→ OBJECTIVE: Starting from the line that contains "child in blue jacket in the photo above.", reproduce each line exactly through the end of the material, and include no other lines.

→ MATERIAL PROVIDED:
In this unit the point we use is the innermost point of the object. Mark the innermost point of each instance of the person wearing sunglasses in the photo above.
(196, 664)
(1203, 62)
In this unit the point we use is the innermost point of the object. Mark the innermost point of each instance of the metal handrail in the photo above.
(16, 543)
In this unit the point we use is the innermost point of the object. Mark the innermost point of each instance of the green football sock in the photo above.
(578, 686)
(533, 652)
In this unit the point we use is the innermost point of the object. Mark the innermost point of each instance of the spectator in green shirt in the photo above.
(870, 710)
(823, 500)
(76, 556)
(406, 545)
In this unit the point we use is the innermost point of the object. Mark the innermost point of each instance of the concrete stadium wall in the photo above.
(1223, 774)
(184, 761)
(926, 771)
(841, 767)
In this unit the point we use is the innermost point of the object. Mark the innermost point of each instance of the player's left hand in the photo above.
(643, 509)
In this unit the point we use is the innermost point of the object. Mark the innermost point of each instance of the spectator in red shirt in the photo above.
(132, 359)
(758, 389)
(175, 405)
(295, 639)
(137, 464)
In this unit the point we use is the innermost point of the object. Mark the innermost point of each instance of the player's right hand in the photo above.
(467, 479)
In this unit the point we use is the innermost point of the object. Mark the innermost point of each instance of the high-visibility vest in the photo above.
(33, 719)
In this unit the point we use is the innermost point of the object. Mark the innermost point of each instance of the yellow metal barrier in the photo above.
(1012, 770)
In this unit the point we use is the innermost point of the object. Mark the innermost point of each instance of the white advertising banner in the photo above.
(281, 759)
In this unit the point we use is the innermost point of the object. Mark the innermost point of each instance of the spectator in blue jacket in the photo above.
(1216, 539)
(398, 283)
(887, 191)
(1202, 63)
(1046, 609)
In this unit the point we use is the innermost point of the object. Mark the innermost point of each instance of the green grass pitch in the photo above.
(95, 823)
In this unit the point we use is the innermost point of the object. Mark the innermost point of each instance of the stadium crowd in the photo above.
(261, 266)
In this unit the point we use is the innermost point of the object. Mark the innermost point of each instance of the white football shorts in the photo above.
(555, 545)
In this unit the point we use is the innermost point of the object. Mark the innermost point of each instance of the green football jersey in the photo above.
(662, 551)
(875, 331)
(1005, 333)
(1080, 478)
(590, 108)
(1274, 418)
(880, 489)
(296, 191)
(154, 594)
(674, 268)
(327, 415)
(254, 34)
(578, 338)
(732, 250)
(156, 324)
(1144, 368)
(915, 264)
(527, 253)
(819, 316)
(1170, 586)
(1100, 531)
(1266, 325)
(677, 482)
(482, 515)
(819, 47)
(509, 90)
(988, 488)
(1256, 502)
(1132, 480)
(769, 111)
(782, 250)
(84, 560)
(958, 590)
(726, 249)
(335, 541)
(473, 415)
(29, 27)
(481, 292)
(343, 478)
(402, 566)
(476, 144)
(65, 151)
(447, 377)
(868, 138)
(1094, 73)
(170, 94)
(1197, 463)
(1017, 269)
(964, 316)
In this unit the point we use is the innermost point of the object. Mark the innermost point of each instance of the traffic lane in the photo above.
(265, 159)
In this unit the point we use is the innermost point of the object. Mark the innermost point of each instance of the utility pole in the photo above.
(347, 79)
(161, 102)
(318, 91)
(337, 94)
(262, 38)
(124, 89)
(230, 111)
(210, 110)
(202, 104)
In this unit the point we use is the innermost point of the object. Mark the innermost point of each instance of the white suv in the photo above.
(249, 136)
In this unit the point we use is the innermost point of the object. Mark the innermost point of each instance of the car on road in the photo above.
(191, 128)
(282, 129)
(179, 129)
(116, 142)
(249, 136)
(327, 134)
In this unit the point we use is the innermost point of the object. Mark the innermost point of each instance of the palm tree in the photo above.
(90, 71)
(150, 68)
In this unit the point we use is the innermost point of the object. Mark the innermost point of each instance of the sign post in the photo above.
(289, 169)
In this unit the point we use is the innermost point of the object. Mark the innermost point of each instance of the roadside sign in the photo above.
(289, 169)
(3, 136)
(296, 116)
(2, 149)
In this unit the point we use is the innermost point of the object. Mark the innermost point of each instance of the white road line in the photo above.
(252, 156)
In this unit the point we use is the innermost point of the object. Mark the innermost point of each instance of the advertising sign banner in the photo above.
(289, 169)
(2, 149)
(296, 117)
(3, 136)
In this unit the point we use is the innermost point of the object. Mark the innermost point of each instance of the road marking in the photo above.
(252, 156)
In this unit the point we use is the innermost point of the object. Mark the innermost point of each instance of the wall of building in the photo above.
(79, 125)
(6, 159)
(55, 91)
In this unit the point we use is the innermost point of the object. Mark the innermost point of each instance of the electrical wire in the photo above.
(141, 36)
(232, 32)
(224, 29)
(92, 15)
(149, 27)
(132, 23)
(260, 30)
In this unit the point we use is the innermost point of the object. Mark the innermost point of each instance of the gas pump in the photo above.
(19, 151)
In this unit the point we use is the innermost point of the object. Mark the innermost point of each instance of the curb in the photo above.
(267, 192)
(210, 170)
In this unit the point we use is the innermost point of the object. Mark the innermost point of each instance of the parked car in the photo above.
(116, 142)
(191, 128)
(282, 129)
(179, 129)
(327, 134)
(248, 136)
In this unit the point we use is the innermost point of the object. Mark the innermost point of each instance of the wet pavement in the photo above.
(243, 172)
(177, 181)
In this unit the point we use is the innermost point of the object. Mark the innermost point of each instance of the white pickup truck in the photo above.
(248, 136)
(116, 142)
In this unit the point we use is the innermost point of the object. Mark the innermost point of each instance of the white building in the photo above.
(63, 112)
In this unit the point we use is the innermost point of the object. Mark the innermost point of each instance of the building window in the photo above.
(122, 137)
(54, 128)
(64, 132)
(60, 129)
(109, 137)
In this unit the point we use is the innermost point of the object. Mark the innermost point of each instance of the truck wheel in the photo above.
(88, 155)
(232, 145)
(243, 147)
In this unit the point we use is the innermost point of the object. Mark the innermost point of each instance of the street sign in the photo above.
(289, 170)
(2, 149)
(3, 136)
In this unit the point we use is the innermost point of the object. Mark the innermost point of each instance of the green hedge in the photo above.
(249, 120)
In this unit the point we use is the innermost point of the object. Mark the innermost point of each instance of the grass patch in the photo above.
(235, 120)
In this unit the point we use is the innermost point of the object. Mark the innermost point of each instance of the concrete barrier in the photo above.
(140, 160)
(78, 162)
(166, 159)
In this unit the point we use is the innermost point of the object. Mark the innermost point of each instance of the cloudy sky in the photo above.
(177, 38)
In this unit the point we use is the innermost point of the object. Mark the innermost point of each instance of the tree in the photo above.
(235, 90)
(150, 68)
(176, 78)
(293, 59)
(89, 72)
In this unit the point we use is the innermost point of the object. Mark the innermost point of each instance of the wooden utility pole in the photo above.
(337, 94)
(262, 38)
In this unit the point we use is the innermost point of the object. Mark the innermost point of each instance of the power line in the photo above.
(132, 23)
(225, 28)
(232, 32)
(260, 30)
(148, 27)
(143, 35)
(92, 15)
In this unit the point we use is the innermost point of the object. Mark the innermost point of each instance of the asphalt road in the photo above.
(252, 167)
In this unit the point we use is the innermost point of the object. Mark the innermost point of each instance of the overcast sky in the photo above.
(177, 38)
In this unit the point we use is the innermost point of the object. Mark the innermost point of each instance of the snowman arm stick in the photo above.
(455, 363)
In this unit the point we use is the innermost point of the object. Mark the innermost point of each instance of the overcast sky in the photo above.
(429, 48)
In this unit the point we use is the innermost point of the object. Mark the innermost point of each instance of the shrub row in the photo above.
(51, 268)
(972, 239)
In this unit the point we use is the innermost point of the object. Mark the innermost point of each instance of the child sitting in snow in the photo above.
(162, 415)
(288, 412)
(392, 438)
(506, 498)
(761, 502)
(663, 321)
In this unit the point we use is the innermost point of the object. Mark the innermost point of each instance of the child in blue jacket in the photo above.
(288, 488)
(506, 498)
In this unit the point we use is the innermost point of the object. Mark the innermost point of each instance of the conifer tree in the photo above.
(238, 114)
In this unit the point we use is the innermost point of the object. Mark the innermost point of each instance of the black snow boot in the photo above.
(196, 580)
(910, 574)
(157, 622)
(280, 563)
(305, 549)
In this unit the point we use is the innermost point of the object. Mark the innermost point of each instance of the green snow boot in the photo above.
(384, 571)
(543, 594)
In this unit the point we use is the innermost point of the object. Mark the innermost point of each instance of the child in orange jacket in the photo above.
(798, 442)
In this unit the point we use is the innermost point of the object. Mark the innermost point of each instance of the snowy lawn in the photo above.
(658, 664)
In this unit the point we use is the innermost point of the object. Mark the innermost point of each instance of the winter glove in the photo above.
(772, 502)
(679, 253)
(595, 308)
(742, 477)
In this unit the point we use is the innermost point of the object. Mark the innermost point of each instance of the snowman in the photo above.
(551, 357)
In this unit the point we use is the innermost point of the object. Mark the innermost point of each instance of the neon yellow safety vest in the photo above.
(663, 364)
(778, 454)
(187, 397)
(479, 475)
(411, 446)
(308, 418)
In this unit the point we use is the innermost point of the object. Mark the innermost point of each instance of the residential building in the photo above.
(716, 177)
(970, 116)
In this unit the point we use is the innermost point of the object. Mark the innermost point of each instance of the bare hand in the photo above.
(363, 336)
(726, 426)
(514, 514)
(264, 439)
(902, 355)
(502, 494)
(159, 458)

→ EXERCISE RESULT:
In this unit the point we use is the innermost point of the object. Mark the innermost point of each instance of the child in blue jacket in the photo above.
(288, 488)
(506, 498)
In this unit the point we use is the innermost point of the object. Mark the innermost point of each instance of the conifer tree in the photo above.
(238, 114)
In this unit the point we use is the innermost point of the object. Mark the innermost point of each instance of the black snow boot in the photo above.
(196, 580)
(910, 574)
(157, 622)
(280, 563)
(305, 549)
In this unit the point we use is the innermost point of the object. Mark the innermost point of each instance of the green snow boot in the photo above.
(384, 571)
(543, 594)
In this unit the point we use is the innermost point of the object. Mark the innermost point of each instance of the child in orange jacket in the photo above.
(798, 442)
In this unit the point we use is the innermost point of the object. Mark the innermost point of each instance of the snowy lawn in the photo above.
(658, 664)
In this unit the point we use is the innermost point of the object. Mark the innermost point of each instance of the winter glove in the photo above.
(772, 502)
(679, 253)
(595, 308)
(742, 477)
In this unit the point we use is the innermost point of the object. Mark the innermost point of each instance of the snowman in the photo above.
(551, 357)
In this unit the point we use is the innermost point of the object. Mark the innermost point of each instance of the neon yellow safety vest in the photo above.
(663, 364)
(778, 454)
(187, 397)
(479, 475)
(411, 446)
(308, 418)
In this unit the point we use is the innermost point of the object. Mark the innermost point of each instance of the residential building in the photo above.
(716, 177)
(970, 116)
In this unit the point we use is the innermost point of the object. Mark the innermost point of each instance of the bare hand in the photo above.
(363, 336)
(726, 426)
(514, 514)
(264, 439)
(902, 355)
(502, 494)
(159, 458)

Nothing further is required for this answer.